== USING THE INFORMATION ==
• 1. In the MS account, what year did the writer find out about having MS?
• 2. Reproduce the MS account word for word, starting with "I enrolled in" and going on through "lifehacks, and resources.".
• 3. Take the MS account further, picking up after its final sentence.

By Caroline Craven as told to Hallie Levine
I found out almost 20 years ago, in 2001, that I had MS. I was only 35 years old, but I could not walk or see without help. I feel good today. It is so important for patients with MS to know that their diagnosis is not a death sentence. With the right treatments, the disease can be controlled and you can continue living your best life.
After my MS diagnosis, I had to reinvent my life. I had to give up my marketing career – I couldn’t work 8-10 hours a day in an office with my sensory overload and fatigue. Before MS, I was a whitewater kayaker, mountain biker, and rock climber. Suddenly I was so exhausted I could barely walk from my car to the parking lot.
I enrolled in a 3 year double blind study at the University of Southern California for a T cell vaccine. After the study I was told I was on the placebo. But since I was doing better than most and definitely better than when I was first diagnosed, my neurologist joked that I should be a poster child for MS. I took her advice literally: I became a certified life coach and created a blog, GirlwithMS.com, to provide helpful information on how to live better with MS, including recipes, lifehacks, and resources.

== INFORMATION SUPPLIED ==
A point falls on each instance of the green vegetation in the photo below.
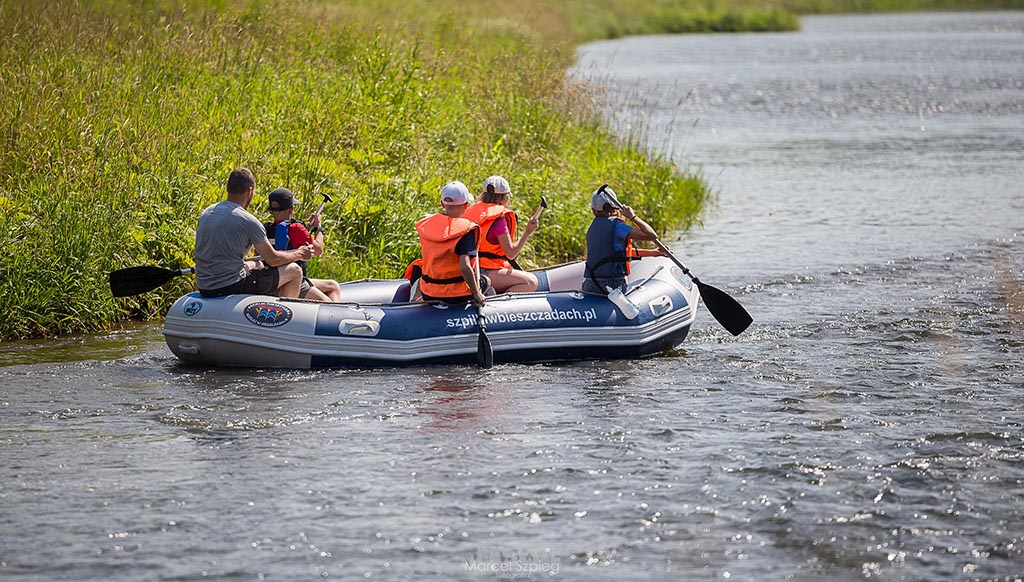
(120, 122)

== RESULTS BY TASK ==
• 1. 2001

• 2.
I enrolled in a 3 year double blind study at the University of Southern California for a T cell vaccine. After the study I was told I was on the placebo. But since I was doing better than most and definitely better than when I was first diagnosed, my neurologist joked that I should be a poster child for MS. I took her advice literally: I became a certified life coach and created a blog, GirlwithMS.com, to provide helpful information on how to live better with MS, including recipes, lifehacks, and resources.

• 3.
It has actually gotten better over the past decade, particularly among healthcare providers who better understand what it is like to live with MS. They now realize that treating MS involves more than just taking a pill or getting an injection. To be successful, people with MS need to learn life skills and receive support from the community. You don’t really know what it’s like to live with MS unless you’re in someone’s shoes. Some of us are relatively physically able and able to stay active, while others require wheelchairs.
Unfortunately, the general public still doesn’t know much about MS. People confuse it with muscular dystrophy, for example — one of the questions I get asked a lot is, “Are you part of Jerry’s Kids?” Part of the reason it’s hard to understand is because there are so many unknowns about the course of MS there. When you first receive your diagnosis, you have no idea if your illness will be invisible to others, you will lose your coordination, or you will be confined to a wheelchair.
Even when people know what it is, they often have a romanticized view of it. You think of celebrities like Selma Blair. But the public doesn’t see the part where these people have trouble walking from the parking lot to a store, or the sideways looks they get when using their cane.
The best way to defend yourself against this kind of misunderstanding is to be open with those around you. For example, one of my biggest problems is sensory overload. Imagine you are standing in a room with strobe lights and sounds. This is how I often feel when I’m in a busy environment or interacting with others. I tell people my MS is like a battery that I have to recharge often. When I get too tired, I need to take a break and lie down quietly to reduce overstimulation. When I explain it like that, it helps people understand how it is for me.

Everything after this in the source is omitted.